## [What is expected]
Rewrite the lines below with "photograph" swapped for "image" and nothing else changed. Leave the pictures out.
--- start Material for this task ---
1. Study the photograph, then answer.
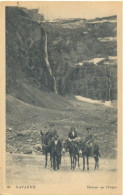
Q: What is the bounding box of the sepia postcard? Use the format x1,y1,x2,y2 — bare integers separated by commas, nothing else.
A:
0,1,122,195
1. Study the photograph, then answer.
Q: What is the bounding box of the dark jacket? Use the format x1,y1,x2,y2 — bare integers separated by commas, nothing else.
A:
50,140,62,155
68,131,77,139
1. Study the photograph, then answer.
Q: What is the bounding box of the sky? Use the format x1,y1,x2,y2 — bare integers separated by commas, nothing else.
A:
6,1,121,20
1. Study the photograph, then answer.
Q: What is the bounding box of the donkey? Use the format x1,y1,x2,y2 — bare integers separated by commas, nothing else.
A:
40,131,56,168
65,140,80,169
93,144,100,170
79,142,100,171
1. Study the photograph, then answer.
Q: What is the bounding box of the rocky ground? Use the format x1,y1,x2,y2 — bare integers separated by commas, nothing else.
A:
--- end Material for this task ---
## [Expected answer]
1. Study the image, then answer.
Q: What is the bounding box of the sepia postcard? Use the format x1,y1,x2,y2 — bare integers separated by commas, nothing else.
A:
0,1,122,195
1. Study the image, then answer.
Q: What is the bounding box of the dark jacket? Use the format x1,y1,x2,y2 — bare integers separated by commas, nothing else.
A:
50,140,62,155
68,131,77,139
1. Study the image, then answer.
Q: What is the bounding box of the sky? Use the format x1,y1,x2,y2 — bare integers separated by commas, nothing else.
A:
6,1,121,20
1. Study the image, then answer.
Q: What is the bounding box of the donkey? Use the format x1,y1,x2,y2 — bare integers separated by commas, nothing else.
A:
40,131,56,168
65,140,80,169
93,144,100,170
79,142,100,171
1. Study the image, then answer.
Q: What is the bounding box of the rocky ground? Use the format x1,y1,x2,y2 — bare integers separated by commas, nothing else.
A:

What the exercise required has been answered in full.